Dataset records
┄┄┄┄┄┄┄┄┄┄

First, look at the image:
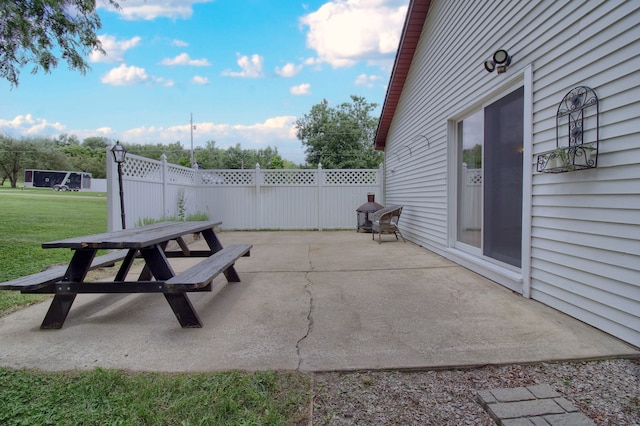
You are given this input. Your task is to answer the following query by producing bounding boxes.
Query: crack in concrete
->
[296,244,313,371]
[296,272,313,371]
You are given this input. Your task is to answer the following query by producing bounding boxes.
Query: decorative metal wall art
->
[536,86,600,173]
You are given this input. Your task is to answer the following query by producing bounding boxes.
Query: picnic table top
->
[42,221,222,249]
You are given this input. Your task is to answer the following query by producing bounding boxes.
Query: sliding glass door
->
[456,88,524,267]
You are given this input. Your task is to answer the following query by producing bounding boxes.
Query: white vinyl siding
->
[385,0,640,346]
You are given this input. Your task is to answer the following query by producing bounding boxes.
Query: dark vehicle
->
[24,170,91,191]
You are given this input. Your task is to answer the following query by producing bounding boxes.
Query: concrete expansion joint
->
[296,272,313,371]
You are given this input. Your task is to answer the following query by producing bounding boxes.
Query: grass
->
[0,186,107,316]
[0,186,311,426]
[0,368,311,426]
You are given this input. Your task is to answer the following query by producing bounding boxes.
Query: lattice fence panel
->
[262,170,318,185]
[202,170,255,185]
[466,169,482,185]
[323,170,378,185]
[122,156,162,182]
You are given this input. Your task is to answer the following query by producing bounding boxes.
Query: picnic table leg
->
[141,245,202,328]
[202,229,222,253]
[115,249,138,281]
[202,229,240,283]
[40,250,96,330]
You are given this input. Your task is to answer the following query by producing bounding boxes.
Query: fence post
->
[317,163,324,231]
[107,146,120,232]
[254,163,263,229]
[160,154,169,217]
[376,163,387,206]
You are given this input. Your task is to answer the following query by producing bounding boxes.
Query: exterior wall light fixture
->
[484,49,511,74]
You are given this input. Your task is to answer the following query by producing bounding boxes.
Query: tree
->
[0,0,120,86]
[296,95,382,169]
[0,135,35,188]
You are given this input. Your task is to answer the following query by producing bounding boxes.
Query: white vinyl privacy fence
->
[107,153,383,230]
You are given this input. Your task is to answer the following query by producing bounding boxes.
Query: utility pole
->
[189,113,196,168]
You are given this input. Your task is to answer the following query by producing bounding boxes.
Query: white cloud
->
[222,53,264,78]
[89,34,142,63]
[160,53,211,67]
[171,39,189,47]
[102,0,213,21]
[354,74,382,87]
[300,0,407,68]
[101,64,149,86]
[289,83,311,95]
[191,75,209,86]
[276,63,302,78]
[0,114,66,137]
[120,116,304,163]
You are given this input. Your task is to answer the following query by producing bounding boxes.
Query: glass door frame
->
[446,65,533,298]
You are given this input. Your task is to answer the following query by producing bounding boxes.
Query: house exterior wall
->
[385,0,640,346]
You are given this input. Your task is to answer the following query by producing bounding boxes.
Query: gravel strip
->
[312,359,640,426]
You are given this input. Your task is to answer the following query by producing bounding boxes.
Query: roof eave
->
[374,0,431,151]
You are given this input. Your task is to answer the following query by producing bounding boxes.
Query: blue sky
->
[0,0,408,163]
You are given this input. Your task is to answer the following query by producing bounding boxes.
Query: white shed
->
[375,0,640,346]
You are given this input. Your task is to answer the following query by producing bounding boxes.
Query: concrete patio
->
[0,231,640,372]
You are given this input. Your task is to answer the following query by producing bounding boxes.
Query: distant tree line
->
[0,135,300,188]
[0,95,384,187]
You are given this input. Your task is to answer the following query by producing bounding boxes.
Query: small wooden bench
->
[0,250,128,293]
[164,244,253,293]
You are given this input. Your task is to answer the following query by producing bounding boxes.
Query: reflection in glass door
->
[457,111,484,248]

┄┄┄┄┄┄┄┄┄┄

Problem
Count the lines in the listing that contain the word "concrete" and reply with that number alone.

Result of the exercise
3